> _GOAL A_
According to the book review below, what five principles do the letters of VRAPS stand for?

> _PROVIDED TEXT_
---*---

BShive writes "Software Architecture: Organizational Principles and Patterns covers the VRAPS model and the organizational aspects of Software Architecture. Patterns and Antipatterns are explored that resolve or complicate problems depending on the criteria involved. A Pattern that solves one situation might become an Antipattern in another, as not all situations need the same solutions. This fact is something forgotten too often in software projects. Architects, coders and even managers might benefit from the information contained in this book. Being able to identify and solve problems in a project and its organization is important for any large software project no matter where you are in the development chain." Read on for the rest of Ben's review. Software Architecture: Organizational Principles and Patterns author David M. Dikel, et al pages 250 publisher Prentice Hall PTR rating 7 reviewer Ben Shive ISBN 0130290327 summary Useful approach to organizing software projects, from people to code.

The book opens by explaining what VRAPS (Vision, Rhythm, Anticipation, Partnering, and Simplification) is and what the book can do for the reader. Software Architecture is increasingly important, but the organizational aspect is often overlooked. Architecture and Organization do overlap, but to the executive the Architecture side is hidden, and to the practitioner the Organizational side is hidden. VRAPS attempts to shift the perspectives of the executive and practitioner to provide a more balanced view. An excellent summary of why each of the VRAPS principles are important is provided. A short example scenario follows, briefly illustrating how the model can be used and misused. These concepts are further expanded throughout the book.

The second chapter is essentially a more detailed look at VRAPS and how everything fits together. Criteria, Patterns and Antipatterns are explained, along with a short history of VRAPS. An amusing anecdote mentioned was a manager who divided his program into one hundred modules to show percent complete. Only five modules had more than 100 lines of code. One of the five had over a million lines. There are similar occurrences throughout the book that illustrate various follies in software development and management.

Chapter three deals with maintaining the vision and direction of the project while balancing all the influences. To a manager, the project may look perfectly ordered on paper while features are added and removed. On paper it still looks neat, but to the practitioner it can appear a jumbled mess. The reader also sees the first example of how the situation layouts are handled in the book. A short summary covering the Criteria, Antipatterns, and Patterns is presented. Then each criterion is further examined with its related Antipatterns and Patterns.

Further chapters proceed with introducing various development concepts that complete the VRAPS moniker. How to put the concepts into practice is explored through the same Criteria, Antipattern and Pattern layout. It does an excellent job of illustrating each part of VRAPS. Following at least some of the principles will result in a project that will be successful, instead of becoming one of the book's examples where the team ended up with nothing to show for its work.

The chapter on the Allaire (now part of Macromedia) case study was the most interesting chapter of the whole book. Company and product development is followed, including mistakes made along the way. The final chapter on 'Building and Implementing a Benchmark' was rather unimpressive. It seemed merely tacked onto the end and included no real conclusion to the entire book. However, the rest of the book is a solid piece of work with very useful information.

---*---

> _GOAL B_
Locate every line of the listing below that contains the string "image", matching case exactly, and copy each such line.

> _Saved dataset items_
---*---

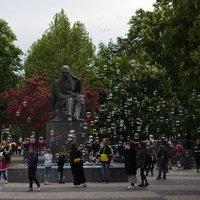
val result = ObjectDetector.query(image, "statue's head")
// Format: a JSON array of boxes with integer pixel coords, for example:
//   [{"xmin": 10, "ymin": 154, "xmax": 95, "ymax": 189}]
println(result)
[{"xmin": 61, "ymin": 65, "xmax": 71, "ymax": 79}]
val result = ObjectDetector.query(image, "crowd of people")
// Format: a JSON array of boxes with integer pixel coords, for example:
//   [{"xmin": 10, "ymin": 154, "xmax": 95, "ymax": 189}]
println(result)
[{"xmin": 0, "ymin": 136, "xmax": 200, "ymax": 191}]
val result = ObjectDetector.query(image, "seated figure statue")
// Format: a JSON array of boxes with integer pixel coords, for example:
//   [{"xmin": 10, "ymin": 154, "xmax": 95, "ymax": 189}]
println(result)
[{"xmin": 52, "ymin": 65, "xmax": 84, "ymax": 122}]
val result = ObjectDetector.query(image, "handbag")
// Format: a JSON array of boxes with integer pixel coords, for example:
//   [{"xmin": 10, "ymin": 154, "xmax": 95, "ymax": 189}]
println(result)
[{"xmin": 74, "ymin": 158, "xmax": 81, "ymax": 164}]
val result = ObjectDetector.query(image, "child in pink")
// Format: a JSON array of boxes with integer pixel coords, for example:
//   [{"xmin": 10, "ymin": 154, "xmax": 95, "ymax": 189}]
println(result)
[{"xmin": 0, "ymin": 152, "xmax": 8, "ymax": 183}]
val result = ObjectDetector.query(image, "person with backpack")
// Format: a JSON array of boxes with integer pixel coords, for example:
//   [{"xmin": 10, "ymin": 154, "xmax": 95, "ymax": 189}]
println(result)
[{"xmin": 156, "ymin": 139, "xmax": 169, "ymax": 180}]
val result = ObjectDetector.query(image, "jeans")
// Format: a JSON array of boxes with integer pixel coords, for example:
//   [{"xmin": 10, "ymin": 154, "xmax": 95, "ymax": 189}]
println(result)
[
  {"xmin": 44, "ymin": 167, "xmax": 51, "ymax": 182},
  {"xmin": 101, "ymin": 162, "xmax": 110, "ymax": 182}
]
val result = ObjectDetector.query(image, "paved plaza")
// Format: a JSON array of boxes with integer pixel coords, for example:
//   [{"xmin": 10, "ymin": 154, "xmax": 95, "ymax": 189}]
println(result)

---*---

> _ANSWER A_
Vision, Rhythm, Anticipation, Partnering, and Simplification.

> _ANSWER B_
val result = ObjectDetector.query(image, "statue's head")
val result = ObjectDetector.query(image, "crowd of people")
val result = ObjectDetector.query(image, "seated figure statue")
val result = ObjectDetector.query(image, "handbag")
val result = ObjectDetector.query(image, "child in pink")
val result = ObjectDetector.query(image, "person with backpack")
val result = ObjectDetector.query(image, "jeans")
val result = ObjectDetector.query(image, "paved plaza")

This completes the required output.